Object pointing dataset rows:

# # # #

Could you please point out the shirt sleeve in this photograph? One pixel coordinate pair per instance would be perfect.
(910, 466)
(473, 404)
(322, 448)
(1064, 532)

# # # #

GIVEN TASK: Copy out the material above line for line, without changing anything.

COMPLETED EXERCISE:
Could you please point out the shirt sleeve in this photograph? One pixel coordinate pair per instance would be perfect.
(910, 466)
(473, 404)
(322, 448)
(1064, 532)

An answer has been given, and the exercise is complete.